Task to complete =
Output exactly the lines below, starting with the line that has "121L432 130L447 134L450" and going on through the line that has "70L155 81L150 276L303", both included, and no other lines.

*** Opening Stored data ***

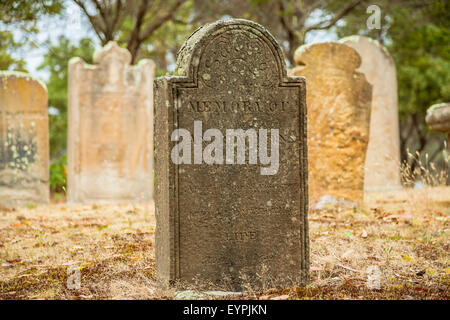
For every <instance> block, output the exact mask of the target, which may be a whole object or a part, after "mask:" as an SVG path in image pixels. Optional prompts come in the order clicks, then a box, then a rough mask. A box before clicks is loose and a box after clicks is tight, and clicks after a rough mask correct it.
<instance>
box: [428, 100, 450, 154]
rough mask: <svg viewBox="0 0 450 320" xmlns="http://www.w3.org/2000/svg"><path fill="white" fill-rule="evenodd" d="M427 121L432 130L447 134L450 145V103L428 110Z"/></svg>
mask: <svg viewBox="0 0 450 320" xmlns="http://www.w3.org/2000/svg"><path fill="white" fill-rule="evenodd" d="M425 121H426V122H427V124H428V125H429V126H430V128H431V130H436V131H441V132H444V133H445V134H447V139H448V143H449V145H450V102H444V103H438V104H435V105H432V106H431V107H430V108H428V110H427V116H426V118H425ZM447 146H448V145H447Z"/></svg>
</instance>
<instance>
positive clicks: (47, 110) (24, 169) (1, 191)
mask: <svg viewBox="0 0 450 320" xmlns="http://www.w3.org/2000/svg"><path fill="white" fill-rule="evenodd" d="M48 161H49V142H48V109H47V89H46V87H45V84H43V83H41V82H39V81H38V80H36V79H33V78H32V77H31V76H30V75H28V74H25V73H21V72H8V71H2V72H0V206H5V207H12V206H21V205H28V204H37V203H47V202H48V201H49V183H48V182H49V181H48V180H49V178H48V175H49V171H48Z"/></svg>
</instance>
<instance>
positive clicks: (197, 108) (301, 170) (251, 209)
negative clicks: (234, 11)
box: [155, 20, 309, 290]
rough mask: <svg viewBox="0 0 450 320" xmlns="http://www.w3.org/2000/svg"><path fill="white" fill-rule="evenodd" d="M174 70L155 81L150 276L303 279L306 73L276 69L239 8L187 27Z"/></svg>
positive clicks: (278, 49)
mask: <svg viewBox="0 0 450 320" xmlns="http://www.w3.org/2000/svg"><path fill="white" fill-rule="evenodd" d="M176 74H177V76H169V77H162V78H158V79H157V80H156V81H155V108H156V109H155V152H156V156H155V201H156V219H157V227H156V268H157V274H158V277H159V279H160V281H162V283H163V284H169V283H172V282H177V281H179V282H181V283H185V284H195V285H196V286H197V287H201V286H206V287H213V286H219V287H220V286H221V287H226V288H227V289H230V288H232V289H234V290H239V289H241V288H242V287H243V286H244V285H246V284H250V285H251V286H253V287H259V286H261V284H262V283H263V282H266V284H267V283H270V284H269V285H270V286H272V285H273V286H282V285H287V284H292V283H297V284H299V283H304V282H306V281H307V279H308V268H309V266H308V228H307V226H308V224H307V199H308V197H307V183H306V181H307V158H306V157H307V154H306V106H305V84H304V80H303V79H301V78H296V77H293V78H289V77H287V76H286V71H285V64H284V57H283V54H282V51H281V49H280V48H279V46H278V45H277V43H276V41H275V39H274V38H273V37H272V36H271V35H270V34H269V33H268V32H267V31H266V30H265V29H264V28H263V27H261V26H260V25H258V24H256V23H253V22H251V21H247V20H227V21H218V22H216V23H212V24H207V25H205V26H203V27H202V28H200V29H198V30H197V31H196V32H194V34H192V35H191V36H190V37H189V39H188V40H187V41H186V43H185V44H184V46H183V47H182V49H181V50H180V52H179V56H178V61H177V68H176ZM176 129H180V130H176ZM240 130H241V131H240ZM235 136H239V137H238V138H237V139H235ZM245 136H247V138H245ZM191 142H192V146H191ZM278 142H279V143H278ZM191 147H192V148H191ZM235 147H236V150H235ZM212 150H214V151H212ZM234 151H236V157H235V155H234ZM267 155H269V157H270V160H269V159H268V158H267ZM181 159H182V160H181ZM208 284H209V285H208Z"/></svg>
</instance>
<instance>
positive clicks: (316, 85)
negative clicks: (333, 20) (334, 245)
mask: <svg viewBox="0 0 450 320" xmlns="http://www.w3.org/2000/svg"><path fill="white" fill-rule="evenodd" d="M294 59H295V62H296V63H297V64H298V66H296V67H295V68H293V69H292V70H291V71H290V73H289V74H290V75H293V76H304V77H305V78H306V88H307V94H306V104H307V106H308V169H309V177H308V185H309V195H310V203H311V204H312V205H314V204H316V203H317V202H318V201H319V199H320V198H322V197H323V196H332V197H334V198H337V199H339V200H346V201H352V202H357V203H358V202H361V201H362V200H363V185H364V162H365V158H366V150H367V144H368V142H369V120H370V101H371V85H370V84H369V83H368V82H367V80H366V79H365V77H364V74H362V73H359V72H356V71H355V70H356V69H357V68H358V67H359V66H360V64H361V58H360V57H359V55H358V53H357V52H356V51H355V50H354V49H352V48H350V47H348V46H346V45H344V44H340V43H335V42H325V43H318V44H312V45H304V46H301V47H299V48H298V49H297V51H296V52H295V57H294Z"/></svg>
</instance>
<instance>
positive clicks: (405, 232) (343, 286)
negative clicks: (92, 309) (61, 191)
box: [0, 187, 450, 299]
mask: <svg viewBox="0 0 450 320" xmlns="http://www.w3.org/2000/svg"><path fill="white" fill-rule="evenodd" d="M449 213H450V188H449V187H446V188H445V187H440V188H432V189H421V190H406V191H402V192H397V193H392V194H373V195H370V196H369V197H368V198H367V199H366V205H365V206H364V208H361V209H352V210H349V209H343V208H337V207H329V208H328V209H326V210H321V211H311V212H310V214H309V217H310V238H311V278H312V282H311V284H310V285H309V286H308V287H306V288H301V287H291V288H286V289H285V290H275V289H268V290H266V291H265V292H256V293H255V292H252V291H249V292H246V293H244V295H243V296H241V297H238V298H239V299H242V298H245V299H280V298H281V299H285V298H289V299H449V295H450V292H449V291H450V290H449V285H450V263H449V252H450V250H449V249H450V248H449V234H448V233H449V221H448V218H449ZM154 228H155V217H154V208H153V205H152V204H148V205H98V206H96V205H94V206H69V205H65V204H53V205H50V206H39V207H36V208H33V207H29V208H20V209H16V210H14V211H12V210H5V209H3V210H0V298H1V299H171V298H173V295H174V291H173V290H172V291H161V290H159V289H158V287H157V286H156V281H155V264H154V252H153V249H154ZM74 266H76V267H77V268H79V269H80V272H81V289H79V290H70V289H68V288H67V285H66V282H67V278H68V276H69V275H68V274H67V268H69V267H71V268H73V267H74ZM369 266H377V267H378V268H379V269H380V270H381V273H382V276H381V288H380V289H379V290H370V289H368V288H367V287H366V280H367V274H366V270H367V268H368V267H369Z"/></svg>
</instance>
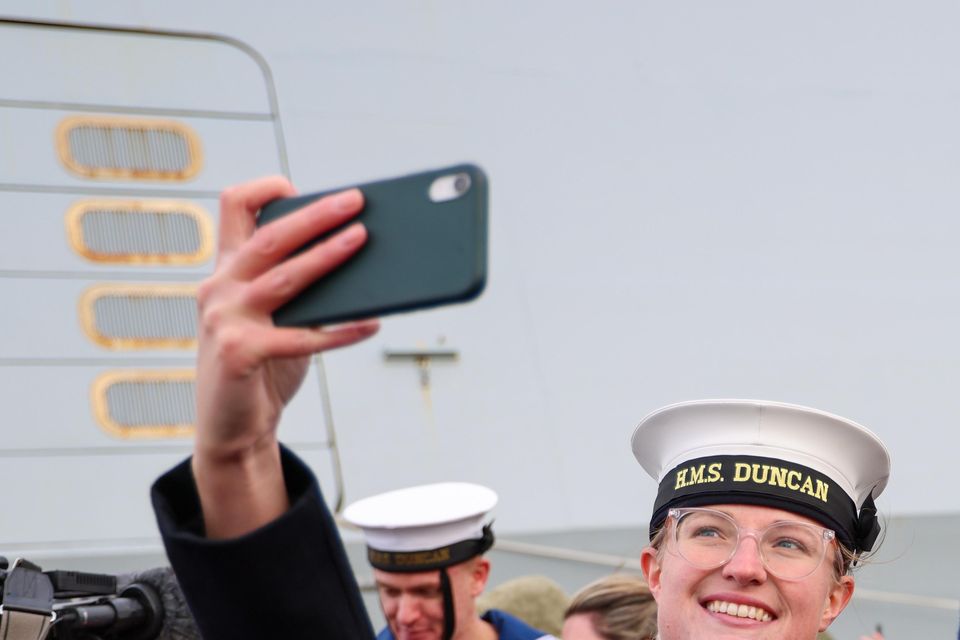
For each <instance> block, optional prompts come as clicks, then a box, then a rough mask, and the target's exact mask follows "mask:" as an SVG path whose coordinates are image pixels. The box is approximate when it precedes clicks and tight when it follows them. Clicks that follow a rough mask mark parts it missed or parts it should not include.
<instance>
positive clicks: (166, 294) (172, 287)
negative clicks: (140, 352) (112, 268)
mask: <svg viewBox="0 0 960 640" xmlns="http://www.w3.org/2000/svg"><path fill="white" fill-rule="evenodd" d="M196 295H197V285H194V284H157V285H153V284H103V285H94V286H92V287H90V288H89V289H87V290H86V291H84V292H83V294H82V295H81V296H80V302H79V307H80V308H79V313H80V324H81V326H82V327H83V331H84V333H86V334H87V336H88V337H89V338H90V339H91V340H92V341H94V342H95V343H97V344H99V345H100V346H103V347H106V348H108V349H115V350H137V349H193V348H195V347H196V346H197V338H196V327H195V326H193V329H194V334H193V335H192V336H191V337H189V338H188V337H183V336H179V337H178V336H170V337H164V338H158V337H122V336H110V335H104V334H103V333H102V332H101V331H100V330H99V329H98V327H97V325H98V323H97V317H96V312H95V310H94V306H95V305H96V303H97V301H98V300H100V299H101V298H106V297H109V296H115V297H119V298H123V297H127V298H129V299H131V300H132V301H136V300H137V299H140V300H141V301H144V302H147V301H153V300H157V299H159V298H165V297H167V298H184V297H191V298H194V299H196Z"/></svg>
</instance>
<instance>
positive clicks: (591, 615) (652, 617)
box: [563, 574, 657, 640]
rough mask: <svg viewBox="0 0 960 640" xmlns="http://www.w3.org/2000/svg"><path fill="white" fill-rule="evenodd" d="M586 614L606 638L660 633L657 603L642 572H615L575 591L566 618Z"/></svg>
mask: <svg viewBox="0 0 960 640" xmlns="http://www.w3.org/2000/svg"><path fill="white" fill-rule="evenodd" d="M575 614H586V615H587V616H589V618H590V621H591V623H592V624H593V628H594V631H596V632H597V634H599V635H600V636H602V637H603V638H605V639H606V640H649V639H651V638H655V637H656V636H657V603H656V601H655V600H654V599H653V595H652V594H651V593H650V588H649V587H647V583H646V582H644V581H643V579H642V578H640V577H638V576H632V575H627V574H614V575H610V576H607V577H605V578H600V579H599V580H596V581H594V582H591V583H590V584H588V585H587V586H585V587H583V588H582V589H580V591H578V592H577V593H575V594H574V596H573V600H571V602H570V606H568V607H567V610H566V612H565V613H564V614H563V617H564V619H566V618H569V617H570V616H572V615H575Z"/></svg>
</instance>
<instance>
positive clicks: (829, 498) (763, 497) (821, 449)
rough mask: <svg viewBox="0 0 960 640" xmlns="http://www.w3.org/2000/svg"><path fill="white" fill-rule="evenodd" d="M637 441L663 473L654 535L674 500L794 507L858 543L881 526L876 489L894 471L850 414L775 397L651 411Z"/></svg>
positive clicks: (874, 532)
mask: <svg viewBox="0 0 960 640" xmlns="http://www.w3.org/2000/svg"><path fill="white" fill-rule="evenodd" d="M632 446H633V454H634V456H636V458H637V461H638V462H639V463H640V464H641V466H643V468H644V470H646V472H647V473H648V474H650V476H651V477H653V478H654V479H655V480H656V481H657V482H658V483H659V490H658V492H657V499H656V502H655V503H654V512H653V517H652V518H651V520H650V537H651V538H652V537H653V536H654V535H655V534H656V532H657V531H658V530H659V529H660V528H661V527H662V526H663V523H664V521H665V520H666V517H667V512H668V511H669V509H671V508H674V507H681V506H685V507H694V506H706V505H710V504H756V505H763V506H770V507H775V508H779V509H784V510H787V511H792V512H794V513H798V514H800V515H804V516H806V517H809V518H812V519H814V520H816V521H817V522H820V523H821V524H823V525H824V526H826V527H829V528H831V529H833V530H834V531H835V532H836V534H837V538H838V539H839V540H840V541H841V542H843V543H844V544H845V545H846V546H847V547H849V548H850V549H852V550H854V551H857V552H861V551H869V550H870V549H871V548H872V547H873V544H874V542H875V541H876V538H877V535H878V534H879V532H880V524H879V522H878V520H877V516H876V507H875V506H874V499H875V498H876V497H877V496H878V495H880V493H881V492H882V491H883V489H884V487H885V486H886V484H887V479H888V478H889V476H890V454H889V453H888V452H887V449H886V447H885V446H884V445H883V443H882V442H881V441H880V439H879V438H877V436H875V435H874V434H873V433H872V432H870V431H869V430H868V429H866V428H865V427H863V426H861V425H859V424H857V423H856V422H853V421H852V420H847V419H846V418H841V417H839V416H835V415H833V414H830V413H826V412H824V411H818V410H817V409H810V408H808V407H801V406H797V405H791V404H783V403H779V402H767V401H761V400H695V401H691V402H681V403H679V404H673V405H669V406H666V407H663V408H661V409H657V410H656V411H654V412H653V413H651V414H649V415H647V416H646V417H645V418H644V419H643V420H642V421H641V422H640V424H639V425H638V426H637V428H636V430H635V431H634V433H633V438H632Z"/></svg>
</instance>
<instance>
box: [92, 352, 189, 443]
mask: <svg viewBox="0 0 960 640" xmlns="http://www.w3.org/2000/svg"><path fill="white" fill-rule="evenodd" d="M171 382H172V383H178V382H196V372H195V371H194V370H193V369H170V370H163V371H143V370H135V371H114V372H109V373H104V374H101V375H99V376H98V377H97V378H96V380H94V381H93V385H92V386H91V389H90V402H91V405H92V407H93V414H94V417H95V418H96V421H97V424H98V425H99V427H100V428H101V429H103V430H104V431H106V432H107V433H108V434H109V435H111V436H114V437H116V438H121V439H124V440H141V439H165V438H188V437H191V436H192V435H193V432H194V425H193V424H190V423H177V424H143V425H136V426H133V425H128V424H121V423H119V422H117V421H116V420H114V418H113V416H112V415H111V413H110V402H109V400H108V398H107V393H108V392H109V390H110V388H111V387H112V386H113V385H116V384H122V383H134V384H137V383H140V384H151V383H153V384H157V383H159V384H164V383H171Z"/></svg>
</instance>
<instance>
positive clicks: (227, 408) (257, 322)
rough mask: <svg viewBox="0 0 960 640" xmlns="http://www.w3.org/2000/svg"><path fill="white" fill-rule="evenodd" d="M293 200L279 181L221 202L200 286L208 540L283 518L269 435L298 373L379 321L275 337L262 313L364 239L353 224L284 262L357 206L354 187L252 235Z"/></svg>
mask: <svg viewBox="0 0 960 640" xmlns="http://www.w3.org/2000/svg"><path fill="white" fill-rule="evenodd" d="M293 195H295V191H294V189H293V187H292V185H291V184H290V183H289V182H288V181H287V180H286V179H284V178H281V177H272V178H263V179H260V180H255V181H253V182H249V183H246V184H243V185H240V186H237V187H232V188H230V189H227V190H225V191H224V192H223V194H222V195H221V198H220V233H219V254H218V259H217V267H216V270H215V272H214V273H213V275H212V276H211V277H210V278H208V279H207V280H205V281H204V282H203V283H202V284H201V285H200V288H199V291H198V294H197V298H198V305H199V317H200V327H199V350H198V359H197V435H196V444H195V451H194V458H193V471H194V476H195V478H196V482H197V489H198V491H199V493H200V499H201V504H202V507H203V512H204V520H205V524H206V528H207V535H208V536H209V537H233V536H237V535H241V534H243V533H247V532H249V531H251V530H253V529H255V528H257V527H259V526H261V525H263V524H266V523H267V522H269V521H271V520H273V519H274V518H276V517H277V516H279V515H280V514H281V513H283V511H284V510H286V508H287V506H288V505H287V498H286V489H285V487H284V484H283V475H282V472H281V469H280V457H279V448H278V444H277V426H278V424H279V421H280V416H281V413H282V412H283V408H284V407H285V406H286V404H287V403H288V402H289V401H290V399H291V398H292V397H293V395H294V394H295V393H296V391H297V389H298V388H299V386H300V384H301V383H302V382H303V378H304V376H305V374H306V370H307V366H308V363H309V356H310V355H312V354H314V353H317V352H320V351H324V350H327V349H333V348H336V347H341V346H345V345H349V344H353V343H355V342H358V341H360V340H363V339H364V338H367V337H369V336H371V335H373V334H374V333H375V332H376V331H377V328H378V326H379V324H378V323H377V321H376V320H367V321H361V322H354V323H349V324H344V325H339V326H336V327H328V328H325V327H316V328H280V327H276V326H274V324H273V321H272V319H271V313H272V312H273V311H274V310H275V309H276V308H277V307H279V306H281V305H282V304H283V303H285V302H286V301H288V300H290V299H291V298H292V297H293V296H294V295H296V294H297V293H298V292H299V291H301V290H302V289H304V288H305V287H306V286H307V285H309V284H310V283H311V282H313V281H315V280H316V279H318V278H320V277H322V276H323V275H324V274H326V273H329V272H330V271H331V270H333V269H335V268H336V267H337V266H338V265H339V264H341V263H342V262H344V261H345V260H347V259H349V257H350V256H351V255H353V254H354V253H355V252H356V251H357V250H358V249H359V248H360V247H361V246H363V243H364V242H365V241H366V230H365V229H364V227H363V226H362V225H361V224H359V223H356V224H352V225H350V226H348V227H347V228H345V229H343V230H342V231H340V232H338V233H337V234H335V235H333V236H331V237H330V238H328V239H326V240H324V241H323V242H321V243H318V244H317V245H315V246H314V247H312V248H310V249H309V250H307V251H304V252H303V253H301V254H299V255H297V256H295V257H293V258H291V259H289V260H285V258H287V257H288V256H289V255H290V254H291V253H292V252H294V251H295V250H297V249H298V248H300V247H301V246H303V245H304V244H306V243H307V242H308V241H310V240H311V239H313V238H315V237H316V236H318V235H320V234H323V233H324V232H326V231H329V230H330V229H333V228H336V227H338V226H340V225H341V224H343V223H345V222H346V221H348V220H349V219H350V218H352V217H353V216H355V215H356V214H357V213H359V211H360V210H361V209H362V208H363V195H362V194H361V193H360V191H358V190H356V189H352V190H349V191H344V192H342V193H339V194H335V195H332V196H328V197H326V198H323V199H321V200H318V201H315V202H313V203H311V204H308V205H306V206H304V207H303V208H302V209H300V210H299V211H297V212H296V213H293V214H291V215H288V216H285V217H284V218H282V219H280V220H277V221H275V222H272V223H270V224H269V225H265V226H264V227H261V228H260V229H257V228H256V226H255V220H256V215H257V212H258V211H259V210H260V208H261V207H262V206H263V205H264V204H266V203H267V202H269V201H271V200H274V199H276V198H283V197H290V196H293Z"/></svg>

*** Closing Stored data ***

Result below =
rough mask: <svg viewBox="0 0 450 320" xmlns="http://www.w3.org/2000/svg"><path fill="white" fill-rule="evenodd" d="M427 121L432 130L447 134L450 145V103L428 110Z"/></svg>
mask: <svg viewBox="0 0 450 320" xmlns="http://www.w3.org/2000/svg"><path fill="white" fill-rule="evenodd" d="M425 121H426V122H427V124H428V125H429V126H430V128H431V130H436V131H441V132H444V133H445V134H447V139H448V143H449V145H450V102H444V103H438V104H435V105H432V106H431V107H430V108H428V110H427V116H426V118H425ZM447 146H448V145H447Z"/></svg>
</instance>
<instance>
positive clicks: (47, 110) (24, 169) (1, 191)
mask: <svg viewBox="0 0 450 320" xmlns="http://www.w3.org/2000/svg"><path fill="white" fill-rule="evenodd" d="M48 161H49V142H48V109H47V89H46V87H45V84H43V83H41V82H39V81H38V80H36V79H33V78H32V77H31V76H30V75H28V74H25V73H21V72H8V71H2V72H0V206H5V207H12V206H21V205H28V204H37V203H47V202H48V201H49V183H48V182H49V181H48V180H49V178H48V175H49V171H48Z"/></svg>
</instance>
<instance>
positive clicks: (197, 108) (301, 170) (251, 209)
negative clicks: (234, 11)
box: [155, 20, 309, 290]
rough mask: <svg viewBox="0 0 450 320" xmlns="http://www.w3.org/2000/svg"><path fill="white" fill-rule="evenodd" d="M174 70L155 81L150 276L303 279L306 73L276 69L239 8L187 27Z"/></svg>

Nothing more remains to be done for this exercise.